Reading text
Bali bombings, Australian Reaction

topp8564 at mail.usyd.edu.au topp8564 at mail.usyd.edu.au
Wed Oct 16 08:58:34 PDT 2002


A quick update. I have had the opportunity to read through the main East Coast (Melbourne, Sydney, Brisbane, Canberra) papers, and I have just watched Question Time in the House of Commons. I think I can summarize the current debate:

* Most commentators are still in a state of shock. I suspect that they will become more belingerent when hoisting the black flag and slitting throats doesn't seem too insensitive on the victims.

* Most commentators have no idea what is going on. Guesses and speculation abound. The latest punt is that the C4 explosive was packe into gas cylinders, a tactic used in Yemen against the USS Cole and in Jakarta in an attempted assassination of the Phillipines ambassator. This is interpreted as evidence of an Al-Qaeda link. (I smell a rat)

* Some conservatives are saying that these attacks vindicate the strategy of attacking Iraq. Most of the press seems opposed to this. I didn't read a single letter supporting this idea. Parliament did not debate this. (Mercifully)

* More conservatives are forwarding the following analysis: Indonesia is breaking up. There are lots of 'terrorist' movements in places like Papua, the Molluccas, Ache and Borneo. These groups must be repressed so that Indonesia doesn't fall into more turmoil. (I think this is nuts)

* One suggestion is to defund APHEDA, the Australian peak NGO funding organisation, which is 75% gov. funded, on the grounds that they support the Molluccans, Achenese, Dayak and Papuans...

* A substantial number of op-eds have posited the view countering this: that it is the army which is the main terrorist, that it is in cahoots with Islamist elements, and that the catastrophes in Ache, Papua etc, are fanned by elements in the armed forces. More instability, more power to the army. (I happen to agree strongly with this view)

* Two op eds in the Sydney Morning Herald made the point that this sort of atrocity is unacceptable whether it takes place "in New York, Israel, Palestine, Bali or Iraq", and another suggested that now we know what it is like to be at the receiving end of pointless violence. (My feeling is that these people are trying to hedge their bets.)

Exercise
Return the passage of the Bali bombings post word for word, starting at "A quick update." and ending at "smell a rat)". The records play no part in this exercise.

Records provided
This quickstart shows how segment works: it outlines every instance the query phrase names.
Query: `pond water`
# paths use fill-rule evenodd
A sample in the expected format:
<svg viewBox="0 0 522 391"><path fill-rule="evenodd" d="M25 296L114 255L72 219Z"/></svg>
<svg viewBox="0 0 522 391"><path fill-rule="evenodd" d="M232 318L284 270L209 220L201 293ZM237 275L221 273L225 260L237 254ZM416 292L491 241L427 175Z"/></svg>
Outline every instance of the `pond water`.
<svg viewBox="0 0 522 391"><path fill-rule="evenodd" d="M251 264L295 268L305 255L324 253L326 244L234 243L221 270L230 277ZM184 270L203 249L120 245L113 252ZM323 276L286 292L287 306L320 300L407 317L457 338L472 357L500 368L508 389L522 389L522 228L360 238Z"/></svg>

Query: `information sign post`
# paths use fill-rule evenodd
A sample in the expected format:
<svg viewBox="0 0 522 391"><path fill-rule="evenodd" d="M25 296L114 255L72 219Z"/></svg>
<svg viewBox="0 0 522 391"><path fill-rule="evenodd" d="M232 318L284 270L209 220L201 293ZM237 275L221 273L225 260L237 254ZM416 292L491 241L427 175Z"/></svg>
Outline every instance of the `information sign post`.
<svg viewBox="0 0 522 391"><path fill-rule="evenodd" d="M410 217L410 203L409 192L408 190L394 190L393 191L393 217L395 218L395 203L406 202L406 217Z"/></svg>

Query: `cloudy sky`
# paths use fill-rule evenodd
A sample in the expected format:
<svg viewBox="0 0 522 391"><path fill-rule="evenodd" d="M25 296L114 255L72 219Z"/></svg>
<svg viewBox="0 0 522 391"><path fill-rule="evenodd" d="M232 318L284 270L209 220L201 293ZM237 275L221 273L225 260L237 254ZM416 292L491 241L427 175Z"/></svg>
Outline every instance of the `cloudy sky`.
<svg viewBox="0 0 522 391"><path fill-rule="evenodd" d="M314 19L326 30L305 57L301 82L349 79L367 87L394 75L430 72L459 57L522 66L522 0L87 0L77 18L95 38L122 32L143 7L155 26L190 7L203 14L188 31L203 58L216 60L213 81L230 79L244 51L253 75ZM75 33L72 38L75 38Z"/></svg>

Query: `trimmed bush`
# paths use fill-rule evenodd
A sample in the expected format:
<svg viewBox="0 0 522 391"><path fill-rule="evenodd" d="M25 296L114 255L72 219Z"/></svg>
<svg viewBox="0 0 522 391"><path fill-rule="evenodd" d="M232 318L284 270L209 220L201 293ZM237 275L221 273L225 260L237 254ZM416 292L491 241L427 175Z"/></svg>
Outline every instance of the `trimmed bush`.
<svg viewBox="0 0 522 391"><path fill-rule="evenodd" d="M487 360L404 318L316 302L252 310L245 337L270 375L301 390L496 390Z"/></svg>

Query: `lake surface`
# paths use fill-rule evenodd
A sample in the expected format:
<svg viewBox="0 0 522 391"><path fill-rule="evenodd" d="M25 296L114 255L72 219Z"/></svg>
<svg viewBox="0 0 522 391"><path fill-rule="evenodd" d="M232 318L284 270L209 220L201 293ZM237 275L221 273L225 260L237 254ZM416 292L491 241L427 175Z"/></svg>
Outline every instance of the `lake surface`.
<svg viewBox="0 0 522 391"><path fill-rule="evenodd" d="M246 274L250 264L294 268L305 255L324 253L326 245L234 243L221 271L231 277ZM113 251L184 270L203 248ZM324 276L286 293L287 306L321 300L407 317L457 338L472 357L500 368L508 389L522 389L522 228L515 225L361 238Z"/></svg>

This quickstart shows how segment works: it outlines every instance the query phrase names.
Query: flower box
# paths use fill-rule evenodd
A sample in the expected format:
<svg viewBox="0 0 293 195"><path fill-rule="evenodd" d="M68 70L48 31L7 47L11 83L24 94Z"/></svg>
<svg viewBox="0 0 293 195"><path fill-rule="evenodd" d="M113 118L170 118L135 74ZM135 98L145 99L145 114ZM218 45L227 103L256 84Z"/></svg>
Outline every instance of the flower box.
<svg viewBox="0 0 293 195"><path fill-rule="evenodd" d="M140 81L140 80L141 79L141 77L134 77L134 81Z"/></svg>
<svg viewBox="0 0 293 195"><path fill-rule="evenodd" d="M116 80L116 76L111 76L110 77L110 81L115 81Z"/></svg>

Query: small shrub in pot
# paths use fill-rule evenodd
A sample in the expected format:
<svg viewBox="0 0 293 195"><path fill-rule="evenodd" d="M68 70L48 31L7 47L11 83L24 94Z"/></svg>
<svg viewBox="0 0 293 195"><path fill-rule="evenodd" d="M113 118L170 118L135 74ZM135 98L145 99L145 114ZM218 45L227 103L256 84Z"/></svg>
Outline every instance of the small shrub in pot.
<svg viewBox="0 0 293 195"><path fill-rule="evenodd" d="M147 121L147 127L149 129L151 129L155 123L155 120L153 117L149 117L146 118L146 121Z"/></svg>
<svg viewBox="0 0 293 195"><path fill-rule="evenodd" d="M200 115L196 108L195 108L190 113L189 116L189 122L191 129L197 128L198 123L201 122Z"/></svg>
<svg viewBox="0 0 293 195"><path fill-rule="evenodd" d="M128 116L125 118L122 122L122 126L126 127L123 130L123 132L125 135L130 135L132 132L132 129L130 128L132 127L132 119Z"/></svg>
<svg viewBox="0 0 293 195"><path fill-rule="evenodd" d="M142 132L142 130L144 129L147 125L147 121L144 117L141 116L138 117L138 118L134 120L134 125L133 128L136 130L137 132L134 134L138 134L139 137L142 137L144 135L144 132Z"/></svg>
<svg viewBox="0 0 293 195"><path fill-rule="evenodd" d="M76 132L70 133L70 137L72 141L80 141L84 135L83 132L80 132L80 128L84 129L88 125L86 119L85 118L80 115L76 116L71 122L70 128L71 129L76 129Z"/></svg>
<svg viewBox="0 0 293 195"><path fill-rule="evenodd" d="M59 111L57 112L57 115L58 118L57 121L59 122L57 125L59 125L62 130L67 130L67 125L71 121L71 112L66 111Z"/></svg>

Worked solution
A quick update. I have had the opportunity to read through the main East Coast (Melbourne, Sydney, Brisbane, Canberra) papers, and I have just watched Question Time in the House of Commons. I think I can summarize the current debate:

* Most commentators are still in a state of shock. I suspect that they will become more belingerent when hoisting the black flag and slitting throats doesn't seem too insensitive on the victims.

* Most commentators have no idea what is going on. Guesses and speculation abound. The latest punt is that the C4 explosive was packe into gas cylinders, a tactic used in Yemen against the USS Cole and in Jakarta in an attempted assassination of the Phillipines ambassator. This is interpreted as evidence of an Al-Qaeda link. (I smell a rat)